**TASK DIRECTIONS**
When you restate the data, keep every word as it is and drop the images.

|---|

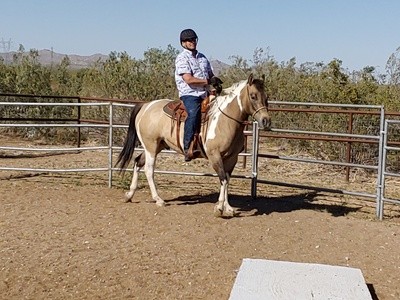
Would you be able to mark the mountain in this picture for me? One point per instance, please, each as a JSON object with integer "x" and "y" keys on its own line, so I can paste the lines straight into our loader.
{"x": 48, "y": 57}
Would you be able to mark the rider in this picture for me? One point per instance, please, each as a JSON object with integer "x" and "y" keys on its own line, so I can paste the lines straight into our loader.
{"x": 193, "y": 72}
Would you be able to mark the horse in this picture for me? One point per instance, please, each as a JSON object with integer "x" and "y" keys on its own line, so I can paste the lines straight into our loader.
{"x": 222, "y": 136}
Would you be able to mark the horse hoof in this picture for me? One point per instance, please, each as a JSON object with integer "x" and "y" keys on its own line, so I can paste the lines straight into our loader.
{"x": 218, "y": 212}
{"x": 128, "y": 197}
{"x": 231, "y": 213}
{"x": 160, "y": 204}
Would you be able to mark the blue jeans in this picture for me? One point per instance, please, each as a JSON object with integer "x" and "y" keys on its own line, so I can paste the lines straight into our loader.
{"x": 192, "y": 123}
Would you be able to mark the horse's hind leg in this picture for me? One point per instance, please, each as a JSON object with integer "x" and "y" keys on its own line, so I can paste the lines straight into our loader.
{"x": 139, "y": 163}
{"x": 149, "y": 171}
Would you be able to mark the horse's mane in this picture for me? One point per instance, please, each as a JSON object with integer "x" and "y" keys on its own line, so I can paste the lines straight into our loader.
{"x": 227, "y": 93}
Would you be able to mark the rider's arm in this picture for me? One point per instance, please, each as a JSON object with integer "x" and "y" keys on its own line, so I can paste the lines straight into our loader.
{"x": 190, "y": 79}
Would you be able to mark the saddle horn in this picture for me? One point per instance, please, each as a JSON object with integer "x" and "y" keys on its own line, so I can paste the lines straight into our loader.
{"x": 250, "y": 79}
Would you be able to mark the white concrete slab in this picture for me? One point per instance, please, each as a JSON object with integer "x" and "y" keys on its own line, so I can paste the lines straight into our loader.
{"x": 279, "y": 280}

|---|

**ANSWER BELOW**
Would you be able to mark the mountain in this picture for me? One point per instance, please, each as a JSON object with integer "x" and "y" keys on its own line, so I can paste the lines straight into our loader.
{"x": 48, "y": 57}
Would you be able to mark the rider in this picture for me? One point per instance, please, each as a JSON object with integer "x" and "y" keys on its own line, so I can paste the lines straight into our loader.
{"x": 193, "y": 72}
Would you be able to mark the horse in this picture for me? One point per instance, please, each as a JSON object with integer "x" and "y" keys on its own line, so I can paste the lines straight into our loader.
{"x": 222, "y": 136}
Would you be able to mark the horse hoof in this picture for me? One point per instance, please, each as a JSON object with integer "x" and "y" keys on its own line, so I can paste the lines straight into our loader.
{"x": 218, "y": 212}
{"x": 128, "y": 197}
{"x": 231, "y": 213}
{"x": 160, "y": 204}
Would you be able to mark the blue jeans in this picture for me? One point per instance, please, each as a JSON object with integer "x" and "y" keys on its own line, so I can paste the lines straight into our loader.
{"x": 192, "y": 123}
Would you be able to mark the horse's hind leg in this picture for me? One point per instance, please, each as a JSON object with integer "x" and "y" keys on its own line, so I can paste the lines straight into our loader.
{"x": 139, "y": 163}
{"x": 149, "y": 171}
Would you be able to mark the horse's mane in this picture for me? One point per instance, please, each as a JSON object with integer "x" and "y" keys on its own line, so I can paste the lines straight into our loader.
{"x": 227, "y": 93}
Would you be able to mark the rider's arm in this picture for me? One point per instance, please, each as a JSON object with integer "x" and "y" keys on its own line, so I can paste the lines straight into our loader.
{"x": 190, "y": 79}
Would you be able to mark the saddle horn in this picture for me? One point per instance, please, each as a JSON object with integer "x" and "y" keys on its own line, so I can paste the lines straight into our loader.
{"x": 250, "y": 79}
Would you be able to mark the white concrete slab in this picture for me? One point per instance, please, each as a JSON object with integer "x" and "y" keys on its own line, so I can paste the lines straight into our loader.
{"x": 279, "y": 280}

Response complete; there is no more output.